┏━━

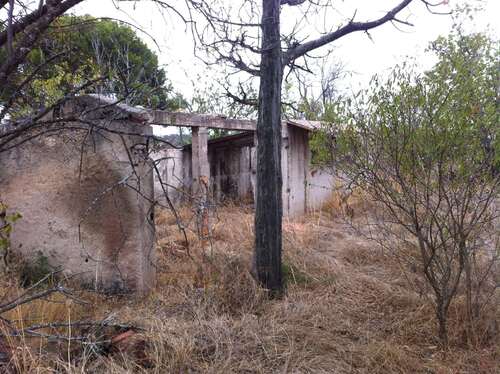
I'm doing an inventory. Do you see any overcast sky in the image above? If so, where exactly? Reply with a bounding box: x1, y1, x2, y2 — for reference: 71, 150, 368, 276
75, 0, 500, 97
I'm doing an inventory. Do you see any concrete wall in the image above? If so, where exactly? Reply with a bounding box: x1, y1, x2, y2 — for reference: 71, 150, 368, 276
151, 148, 187, 203
0, 121, 155, 292
307, 168, 335, 210
150, 126, 333, 216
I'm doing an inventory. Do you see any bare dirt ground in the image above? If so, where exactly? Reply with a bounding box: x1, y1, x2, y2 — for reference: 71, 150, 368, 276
0, 206, 500, 374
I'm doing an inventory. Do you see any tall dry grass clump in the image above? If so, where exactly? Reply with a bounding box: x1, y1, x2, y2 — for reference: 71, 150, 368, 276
0, 206, 500, 374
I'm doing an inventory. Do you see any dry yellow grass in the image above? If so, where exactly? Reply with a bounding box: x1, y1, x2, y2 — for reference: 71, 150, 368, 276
0, 206, 500, 374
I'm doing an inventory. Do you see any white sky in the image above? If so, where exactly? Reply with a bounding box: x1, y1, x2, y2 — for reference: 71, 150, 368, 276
74, 0, 500, 101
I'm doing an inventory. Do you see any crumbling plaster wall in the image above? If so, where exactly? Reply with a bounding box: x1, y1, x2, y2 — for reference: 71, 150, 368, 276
0, 121, 155, 293
150, 126, 334, 217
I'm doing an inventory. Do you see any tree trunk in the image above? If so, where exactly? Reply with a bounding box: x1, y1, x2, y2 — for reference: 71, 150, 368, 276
254, 0, 283, 296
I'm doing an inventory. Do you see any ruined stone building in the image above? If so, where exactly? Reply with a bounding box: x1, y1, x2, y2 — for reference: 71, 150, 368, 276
0, 95, 332, 293
0, 96, 155, 293
154, 120, 333, 216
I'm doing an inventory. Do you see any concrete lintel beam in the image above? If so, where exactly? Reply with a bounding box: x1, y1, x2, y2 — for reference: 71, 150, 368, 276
150, 110, 257, 131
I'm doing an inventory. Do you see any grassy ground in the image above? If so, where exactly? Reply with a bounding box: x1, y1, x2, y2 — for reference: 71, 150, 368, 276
0, 202, 500, 374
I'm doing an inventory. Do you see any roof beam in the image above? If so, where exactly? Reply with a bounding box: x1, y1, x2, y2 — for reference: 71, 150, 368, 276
149, 110, 257, 131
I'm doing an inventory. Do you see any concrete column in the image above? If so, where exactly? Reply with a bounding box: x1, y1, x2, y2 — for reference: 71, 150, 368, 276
191, 127, 210, 194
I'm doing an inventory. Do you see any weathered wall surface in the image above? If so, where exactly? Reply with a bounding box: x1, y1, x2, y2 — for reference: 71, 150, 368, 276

┗━━

TASK TO COMPLETE
Transcribe every record above exactly as written, leaving out any pictures.

PROBLEM SOLUTION
I'm doing an inventory. Do you see any overcast sky in the image above? If so, where exactly? Reply with a bounding box: x1, y1, x2, y2 — for reference: 71, 150, 368, 276
75, 0, 500, 97
I'm doing an inventory. Do you see any concrete wall in the image above? If so, where exactly? Reply with a bounding box: x1, y1, x2, y2 — for reference: 71, 150, 368, 276
151, 148, 187, 203
0, 121, 155, 292
307, 168, 335, 210
150, 126, 333, 216
I'm doing an inventory. Do you see any bare dirt ground in the image above? If so, where exactly? Reply with a bounding box: x1, y1, x2, y2 — for reference: 71, 150, 368, 276
0, 206, 500, 374
I'm doing an inventory. Do you see any tall dry grass clump in the image above? If so, where exactly? Reply with a bounding box: x1, y1, x2, y2 — for reference: 71, 150, 368, 276
0, 206, 500, 374
I'm doing an inventory. Do you see any dry yellow grass in the image above? If so, where exactly? Reply with a bounding box: x1, y1, x2, y2 — for reference: 71, 150, 368, 276
0, 206, 500, 374
I'm doing an inventory. Do you see any white sky in the image above? If so, where exactly? Reply with a bounding box: x1, y1, x2, y2 — for reference: 71, 150, 368, 276
74, 0, 500, 101
I'm doing an inventory. Do you see any crumbling plaster wall in the image above? If so, where exactly? Reply with a bounding box: x1, y1, x2, y2 — for reference: 71, 150, 368, 276
0, 121, 155, 293
150, 126, 334, 217
I'm doing an inventory. Do you see any tree trunk in the image above? If so, where exactly? Reply with a bounding box: x1, y1, x2, y2 — for reference: 71, 150, 368, 276
254, 0, 283, 296
I'm doing an inventory. Do you see any ruined stone building in the image above? If so, where exactly? Reply with a bounding box: x1, y1, x2, y2 — for reference: 71, 150, 368, 276
0, 95, 332, 293
0, 96, 155, 293
154, 120, 333, 216
I'm doing an inventory. Do you see any concrete lintel beam in the image above? If so, where exactly? Reply with a bounding box: x1, y1, x2, y2 — for reference: 71, 150, 368, 276
150, 110, 257, 131
I'm doing an inventory. Do you see any grassy ground in the image above? If so, where exactly? Reply with a bounding box: x1, y1, x2, y2 — for reference: 71, 150, 368, 276
0, 202, 500, 374
I'm doing an inventory. Do you see any roof beam in the image above? If so, where exactly? Reply with a bounding box: x1, y1, x2, y2 — for reference: 71, 150, 368, 276
149, 110, 257, 131
I'm doing an inventory. Do you see any concrete column in the image above? If so, where exactly? Reply with a bounding box: x1, y1, x2, y2 — for reference: 71, 150, 368, 276
191, 127, 210, 194
I'm doing an inventory. Do you see any weathered wall surface in the image above? If so, where exactly? Reply with a bounding box: x1, y1, x2, y2 — for reference: 71, 150, 368, 276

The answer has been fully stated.